Description of the task: Locate the line that contains "In the image above, tightly box the green stem.". Print it and each following line through the end of the listing, verbatim, and nothing more.

□ □ □

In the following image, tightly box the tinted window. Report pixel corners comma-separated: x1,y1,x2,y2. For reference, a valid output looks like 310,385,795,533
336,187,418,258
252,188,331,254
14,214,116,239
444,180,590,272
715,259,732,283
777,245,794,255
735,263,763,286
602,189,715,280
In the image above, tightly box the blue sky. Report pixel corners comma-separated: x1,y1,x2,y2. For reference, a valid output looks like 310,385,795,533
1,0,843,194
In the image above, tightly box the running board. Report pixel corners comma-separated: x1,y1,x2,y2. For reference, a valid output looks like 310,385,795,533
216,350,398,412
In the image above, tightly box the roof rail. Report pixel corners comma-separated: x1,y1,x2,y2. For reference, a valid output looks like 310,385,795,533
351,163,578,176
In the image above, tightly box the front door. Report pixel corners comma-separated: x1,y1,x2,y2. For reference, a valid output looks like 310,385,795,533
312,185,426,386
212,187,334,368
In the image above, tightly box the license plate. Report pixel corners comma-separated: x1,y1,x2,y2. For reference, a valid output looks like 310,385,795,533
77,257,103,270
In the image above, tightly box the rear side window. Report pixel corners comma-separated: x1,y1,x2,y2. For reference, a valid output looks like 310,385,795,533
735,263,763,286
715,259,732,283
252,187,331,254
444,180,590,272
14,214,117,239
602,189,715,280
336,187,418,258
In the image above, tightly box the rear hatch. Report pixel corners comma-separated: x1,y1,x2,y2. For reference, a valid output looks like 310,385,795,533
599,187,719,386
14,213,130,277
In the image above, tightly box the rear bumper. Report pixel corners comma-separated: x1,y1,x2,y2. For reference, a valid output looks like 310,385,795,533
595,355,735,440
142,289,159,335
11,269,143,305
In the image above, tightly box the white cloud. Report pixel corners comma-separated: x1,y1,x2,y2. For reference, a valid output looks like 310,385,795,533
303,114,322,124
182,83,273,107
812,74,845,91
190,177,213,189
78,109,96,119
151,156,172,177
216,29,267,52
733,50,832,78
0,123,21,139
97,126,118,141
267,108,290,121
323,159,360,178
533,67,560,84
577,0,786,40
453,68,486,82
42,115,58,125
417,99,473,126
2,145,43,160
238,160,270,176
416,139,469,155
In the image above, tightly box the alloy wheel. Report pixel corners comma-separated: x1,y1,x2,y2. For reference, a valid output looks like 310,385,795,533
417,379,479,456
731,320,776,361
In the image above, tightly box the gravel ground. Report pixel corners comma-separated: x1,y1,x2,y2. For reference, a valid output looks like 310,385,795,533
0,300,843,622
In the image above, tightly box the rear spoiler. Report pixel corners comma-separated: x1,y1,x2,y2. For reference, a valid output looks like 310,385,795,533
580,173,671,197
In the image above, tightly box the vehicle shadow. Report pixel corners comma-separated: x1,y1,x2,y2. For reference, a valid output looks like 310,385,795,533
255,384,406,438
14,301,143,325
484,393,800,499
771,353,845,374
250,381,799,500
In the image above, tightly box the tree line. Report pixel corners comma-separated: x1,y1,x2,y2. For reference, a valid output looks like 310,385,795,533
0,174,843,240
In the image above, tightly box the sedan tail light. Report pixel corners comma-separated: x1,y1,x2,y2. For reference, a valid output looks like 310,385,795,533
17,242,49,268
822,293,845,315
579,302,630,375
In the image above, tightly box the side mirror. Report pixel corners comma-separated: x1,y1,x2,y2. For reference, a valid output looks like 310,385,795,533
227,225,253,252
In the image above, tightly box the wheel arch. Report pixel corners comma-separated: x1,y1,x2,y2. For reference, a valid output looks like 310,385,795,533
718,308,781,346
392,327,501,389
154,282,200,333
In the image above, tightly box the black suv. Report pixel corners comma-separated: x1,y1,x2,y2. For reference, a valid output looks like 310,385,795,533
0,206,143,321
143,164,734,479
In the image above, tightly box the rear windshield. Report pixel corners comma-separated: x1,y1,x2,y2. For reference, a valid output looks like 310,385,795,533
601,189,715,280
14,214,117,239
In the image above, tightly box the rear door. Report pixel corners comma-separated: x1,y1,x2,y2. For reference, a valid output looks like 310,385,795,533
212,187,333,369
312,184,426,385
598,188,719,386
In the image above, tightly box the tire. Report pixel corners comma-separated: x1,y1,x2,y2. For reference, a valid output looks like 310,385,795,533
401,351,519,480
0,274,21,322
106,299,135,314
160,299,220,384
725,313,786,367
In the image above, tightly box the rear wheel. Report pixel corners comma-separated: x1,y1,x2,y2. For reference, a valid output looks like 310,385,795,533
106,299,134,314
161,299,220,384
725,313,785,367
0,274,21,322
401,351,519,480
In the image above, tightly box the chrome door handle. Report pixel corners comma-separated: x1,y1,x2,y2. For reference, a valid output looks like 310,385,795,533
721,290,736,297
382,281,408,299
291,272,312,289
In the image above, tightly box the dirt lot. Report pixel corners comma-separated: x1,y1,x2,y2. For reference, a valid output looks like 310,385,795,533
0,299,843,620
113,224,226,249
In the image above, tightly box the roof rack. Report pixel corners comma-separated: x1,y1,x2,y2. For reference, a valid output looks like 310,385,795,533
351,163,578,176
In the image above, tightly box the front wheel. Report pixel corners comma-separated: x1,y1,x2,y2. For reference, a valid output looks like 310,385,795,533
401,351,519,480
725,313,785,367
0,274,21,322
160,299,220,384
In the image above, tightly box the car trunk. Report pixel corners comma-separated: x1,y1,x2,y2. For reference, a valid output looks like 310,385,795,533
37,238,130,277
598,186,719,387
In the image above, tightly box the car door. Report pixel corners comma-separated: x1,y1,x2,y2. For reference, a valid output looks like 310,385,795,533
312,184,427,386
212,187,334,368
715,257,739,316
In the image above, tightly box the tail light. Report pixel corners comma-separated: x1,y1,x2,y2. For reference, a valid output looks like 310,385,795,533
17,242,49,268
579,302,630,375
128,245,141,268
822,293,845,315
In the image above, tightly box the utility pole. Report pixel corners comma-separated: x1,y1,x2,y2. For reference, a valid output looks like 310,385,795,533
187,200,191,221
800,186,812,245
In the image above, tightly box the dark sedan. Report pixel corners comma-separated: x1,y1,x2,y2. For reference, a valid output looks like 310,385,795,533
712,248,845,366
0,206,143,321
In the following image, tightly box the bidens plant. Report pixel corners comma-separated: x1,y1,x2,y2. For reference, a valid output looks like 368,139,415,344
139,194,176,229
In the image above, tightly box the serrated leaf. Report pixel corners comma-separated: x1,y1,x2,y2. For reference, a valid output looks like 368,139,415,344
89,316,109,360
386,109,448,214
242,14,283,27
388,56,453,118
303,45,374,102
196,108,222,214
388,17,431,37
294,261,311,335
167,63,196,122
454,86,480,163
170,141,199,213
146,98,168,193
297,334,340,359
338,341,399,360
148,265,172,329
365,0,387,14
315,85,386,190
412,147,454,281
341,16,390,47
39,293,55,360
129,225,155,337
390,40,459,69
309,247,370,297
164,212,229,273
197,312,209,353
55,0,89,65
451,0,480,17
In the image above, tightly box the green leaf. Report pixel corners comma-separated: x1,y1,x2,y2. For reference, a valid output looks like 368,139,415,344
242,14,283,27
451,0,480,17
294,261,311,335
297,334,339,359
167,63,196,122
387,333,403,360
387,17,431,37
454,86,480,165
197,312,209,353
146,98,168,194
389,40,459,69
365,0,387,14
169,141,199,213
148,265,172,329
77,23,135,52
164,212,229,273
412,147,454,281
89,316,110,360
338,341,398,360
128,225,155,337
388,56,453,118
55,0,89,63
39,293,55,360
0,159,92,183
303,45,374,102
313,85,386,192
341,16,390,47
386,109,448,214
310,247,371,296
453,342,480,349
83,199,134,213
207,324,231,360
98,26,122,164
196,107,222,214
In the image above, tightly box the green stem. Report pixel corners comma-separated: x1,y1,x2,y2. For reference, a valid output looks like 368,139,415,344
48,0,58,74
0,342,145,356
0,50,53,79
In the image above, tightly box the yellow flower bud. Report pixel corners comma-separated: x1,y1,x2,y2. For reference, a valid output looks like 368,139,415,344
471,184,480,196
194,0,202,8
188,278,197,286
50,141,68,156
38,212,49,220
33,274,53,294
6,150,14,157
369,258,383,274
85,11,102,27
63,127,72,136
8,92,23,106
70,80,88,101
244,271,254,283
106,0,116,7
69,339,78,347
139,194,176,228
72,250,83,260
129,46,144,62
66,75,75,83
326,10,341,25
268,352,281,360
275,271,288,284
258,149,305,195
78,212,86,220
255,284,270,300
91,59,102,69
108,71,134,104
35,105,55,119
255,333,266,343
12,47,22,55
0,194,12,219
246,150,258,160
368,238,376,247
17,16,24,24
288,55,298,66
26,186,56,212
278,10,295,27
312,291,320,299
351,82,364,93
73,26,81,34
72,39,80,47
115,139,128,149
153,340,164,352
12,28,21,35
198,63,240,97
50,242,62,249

□ □ □

Answer to this task:
In the image above, tightly box the green stem. Report pixel corners comma-separated: x1,y1,x2,y2. For reference, a valid output looks like 368,139,415,344
48,0,58,74
0,342,145,356
0,50,53,79
In the image above, tightly box the yellow flower bud. Report pixel corners comma-separated: x1,y1,x2,y2. For reference, a valid output looks like 368,139,415,344
471,184,480,196
194,0,202,8
188,278,197,286
50,141,68,156
38,212,49,220
33,274,53,294
6,150,14,157
369,258,383,274
85,11,102,27
63,127,72,136
8,92,23,106
70,80,88,101
244,271,254,283
106,0,116,7
69,339,78,347
139,194,176,228
72,250,83,260
129,46,144,62
66,75,75,83
326,10,341,25
268,352,281,360
275,271,288,284
258,149,305,195
78,212,86,220
255,284,270,300
91,59,102,69
108,71,134,104
35,105,55,119
255,333,266,343
12,47,22,55
0,194,12,219
246,150,258,160
368,238,376,247
17,16,24,24
288,55,298,66
26,186,56,212
278,10,295,27
312,291,320,299
351,82,364,93
73,26,81,34
72,39,80,47
115,139,128,149
153,340,164,352
12,28,21,35
198,63,240,97
50,242,62,249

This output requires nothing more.